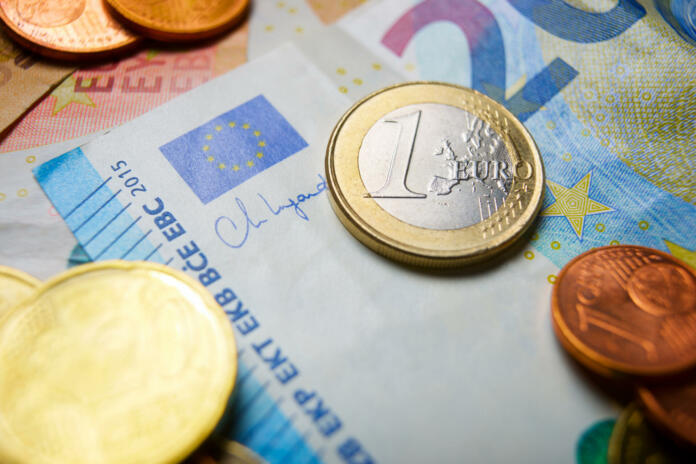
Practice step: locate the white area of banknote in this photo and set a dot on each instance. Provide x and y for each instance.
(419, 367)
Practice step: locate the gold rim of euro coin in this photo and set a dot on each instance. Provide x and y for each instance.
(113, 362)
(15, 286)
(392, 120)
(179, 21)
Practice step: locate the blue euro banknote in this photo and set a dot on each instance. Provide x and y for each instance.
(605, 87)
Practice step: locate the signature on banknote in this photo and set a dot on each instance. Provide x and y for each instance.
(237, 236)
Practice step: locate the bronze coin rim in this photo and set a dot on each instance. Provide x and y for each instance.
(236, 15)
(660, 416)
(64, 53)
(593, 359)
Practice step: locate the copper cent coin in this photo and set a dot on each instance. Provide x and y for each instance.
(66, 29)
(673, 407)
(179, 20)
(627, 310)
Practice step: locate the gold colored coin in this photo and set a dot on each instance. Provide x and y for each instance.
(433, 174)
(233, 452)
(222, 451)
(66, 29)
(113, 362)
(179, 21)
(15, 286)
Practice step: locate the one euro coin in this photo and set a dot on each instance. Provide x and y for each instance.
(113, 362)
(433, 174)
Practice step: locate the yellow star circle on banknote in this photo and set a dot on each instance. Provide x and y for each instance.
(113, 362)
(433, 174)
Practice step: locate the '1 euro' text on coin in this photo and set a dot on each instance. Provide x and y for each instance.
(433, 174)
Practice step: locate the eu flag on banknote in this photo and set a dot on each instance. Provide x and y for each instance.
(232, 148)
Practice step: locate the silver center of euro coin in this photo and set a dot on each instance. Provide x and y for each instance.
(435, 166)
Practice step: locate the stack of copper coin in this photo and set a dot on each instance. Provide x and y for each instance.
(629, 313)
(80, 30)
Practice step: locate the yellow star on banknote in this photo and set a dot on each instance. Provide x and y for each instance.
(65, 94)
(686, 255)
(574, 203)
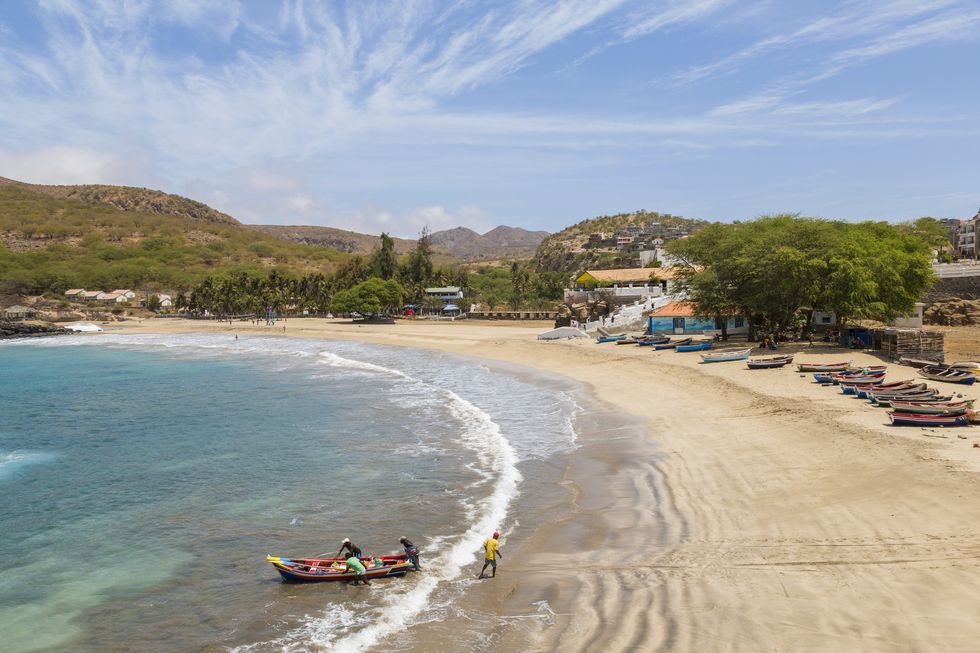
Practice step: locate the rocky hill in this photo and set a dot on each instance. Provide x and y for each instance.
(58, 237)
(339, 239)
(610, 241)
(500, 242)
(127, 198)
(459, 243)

# # #

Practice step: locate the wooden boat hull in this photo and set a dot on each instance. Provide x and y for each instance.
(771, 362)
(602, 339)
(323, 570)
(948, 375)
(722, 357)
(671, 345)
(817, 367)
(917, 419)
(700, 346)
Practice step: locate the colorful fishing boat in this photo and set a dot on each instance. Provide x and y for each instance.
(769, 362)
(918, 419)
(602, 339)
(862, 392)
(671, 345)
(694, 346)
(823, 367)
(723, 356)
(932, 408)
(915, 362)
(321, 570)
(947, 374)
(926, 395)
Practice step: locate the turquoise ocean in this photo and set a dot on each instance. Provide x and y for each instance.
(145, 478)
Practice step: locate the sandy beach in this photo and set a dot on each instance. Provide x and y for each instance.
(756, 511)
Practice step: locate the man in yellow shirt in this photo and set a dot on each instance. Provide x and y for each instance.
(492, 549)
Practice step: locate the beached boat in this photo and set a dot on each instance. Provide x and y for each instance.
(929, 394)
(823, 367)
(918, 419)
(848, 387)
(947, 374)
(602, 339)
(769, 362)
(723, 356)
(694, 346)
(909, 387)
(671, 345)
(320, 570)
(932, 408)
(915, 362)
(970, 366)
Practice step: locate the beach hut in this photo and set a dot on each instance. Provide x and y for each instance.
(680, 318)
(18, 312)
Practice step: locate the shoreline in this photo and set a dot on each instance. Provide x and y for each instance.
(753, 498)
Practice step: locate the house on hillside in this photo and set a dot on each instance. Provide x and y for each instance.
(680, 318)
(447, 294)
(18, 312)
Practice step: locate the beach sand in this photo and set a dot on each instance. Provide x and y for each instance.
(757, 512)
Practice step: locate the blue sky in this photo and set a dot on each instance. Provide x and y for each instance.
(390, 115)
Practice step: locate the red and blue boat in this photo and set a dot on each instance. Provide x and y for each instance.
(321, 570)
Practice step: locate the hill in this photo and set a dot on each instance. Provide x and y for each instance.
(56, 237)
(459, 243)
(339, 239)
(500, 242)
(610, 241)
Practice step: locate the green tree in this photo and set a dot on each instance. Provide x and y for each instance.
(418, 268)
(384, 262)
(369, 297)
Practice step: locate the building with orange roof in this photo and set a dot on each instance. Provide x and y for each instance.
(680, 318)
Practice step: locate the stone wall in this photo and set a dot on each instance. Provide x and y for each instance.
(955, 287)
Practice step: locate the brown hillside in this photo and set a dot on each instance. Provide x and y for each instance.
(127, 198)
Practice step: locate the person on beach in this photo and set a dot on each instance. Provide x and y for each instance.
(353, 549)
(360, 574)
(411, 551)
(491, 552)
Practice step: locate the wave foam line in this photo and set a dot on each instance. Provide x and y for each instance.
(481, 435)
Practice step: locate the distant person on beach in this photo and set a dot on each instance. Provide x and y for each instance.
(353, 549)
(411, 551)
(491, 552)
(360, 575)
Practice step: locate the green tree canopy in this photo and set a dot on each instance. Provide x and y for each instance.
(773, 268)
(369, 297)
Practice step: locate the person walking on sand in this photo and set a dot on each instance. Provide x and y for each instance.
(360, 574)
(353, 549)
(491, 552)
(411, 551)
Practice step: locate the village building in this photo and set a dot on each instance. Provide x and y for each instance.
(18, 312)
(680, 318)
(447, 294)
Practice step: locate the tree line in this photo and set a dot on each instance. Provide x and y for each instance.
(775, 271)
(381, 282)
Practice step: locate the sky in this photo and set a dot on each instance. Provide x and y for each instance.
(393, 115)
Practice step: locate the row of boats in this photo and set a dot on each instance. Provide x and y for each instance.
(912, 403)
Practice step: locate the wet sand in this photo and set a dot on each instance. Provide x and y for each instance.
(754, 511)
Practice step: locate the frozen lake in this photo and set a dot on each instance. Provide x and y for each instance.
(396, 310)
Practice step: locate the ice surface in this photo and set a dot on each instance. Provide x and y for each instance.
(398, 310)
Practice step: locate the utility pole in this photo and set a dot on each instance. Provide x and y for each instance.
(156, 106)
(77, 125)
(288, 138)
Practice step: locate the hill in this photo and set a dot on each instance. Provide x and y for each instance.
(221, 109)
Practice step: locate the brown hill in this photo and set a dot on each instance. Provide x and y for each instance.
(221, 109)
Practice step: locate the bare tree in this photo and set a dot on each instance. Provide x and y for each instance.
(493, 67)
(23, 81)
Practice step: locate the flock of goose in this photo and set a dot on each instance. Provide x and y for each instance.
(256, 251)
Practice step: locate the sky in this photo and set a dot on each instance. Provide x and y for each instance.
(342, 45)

# # #

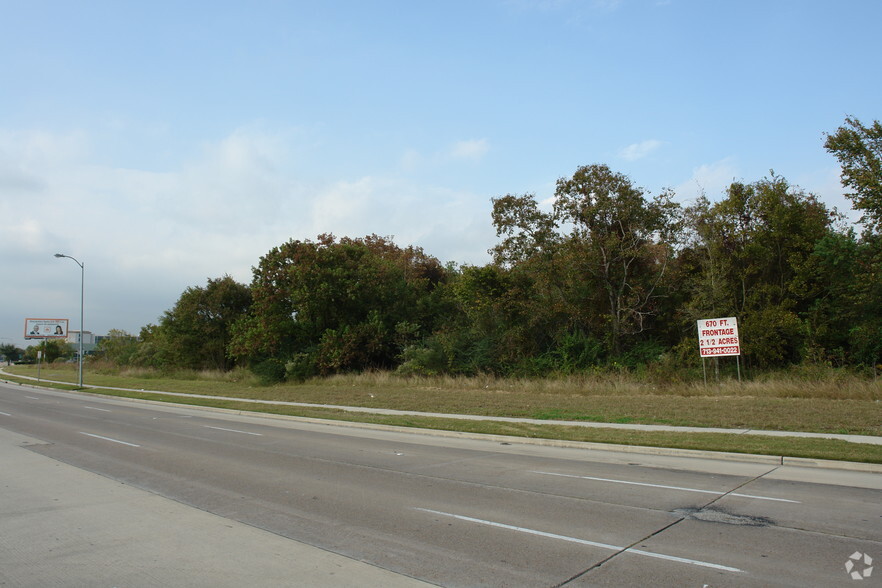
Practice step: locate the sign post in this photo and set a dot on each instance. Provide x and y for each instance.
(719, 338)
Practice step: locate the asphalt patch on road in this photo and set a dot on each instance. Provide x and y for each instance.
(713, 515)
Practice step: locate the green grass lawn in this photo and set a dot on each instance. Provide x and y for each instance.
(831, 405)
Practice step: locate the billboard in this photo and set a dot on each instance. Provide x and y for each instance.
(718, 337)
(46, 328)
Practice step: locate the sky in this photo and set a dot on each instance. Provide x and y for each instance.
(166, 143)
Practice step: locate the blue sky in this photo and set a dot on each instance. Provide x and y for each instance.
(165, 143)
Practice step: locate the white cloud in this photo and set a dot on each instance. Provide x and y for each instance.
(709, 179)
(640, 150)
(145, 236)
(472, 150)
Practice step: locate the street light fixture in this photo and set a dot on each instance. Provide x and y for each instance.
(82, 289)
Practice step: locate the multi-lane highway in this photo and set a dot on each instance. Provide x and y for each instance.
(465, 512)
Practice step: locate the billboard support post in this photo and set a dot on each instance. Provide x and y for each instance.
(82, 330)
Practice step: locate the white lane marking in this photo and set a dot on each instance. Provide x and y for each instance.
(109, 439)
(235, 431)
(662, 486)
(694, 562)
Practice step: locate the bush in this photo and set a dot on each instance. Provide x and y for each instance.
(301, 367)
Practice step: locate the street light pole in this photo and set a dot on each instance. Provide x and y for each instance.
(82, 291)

# # #

Count the lines in the items above that contain the word "yellow", and reply with only that number.

OUTPUT BELOW> 3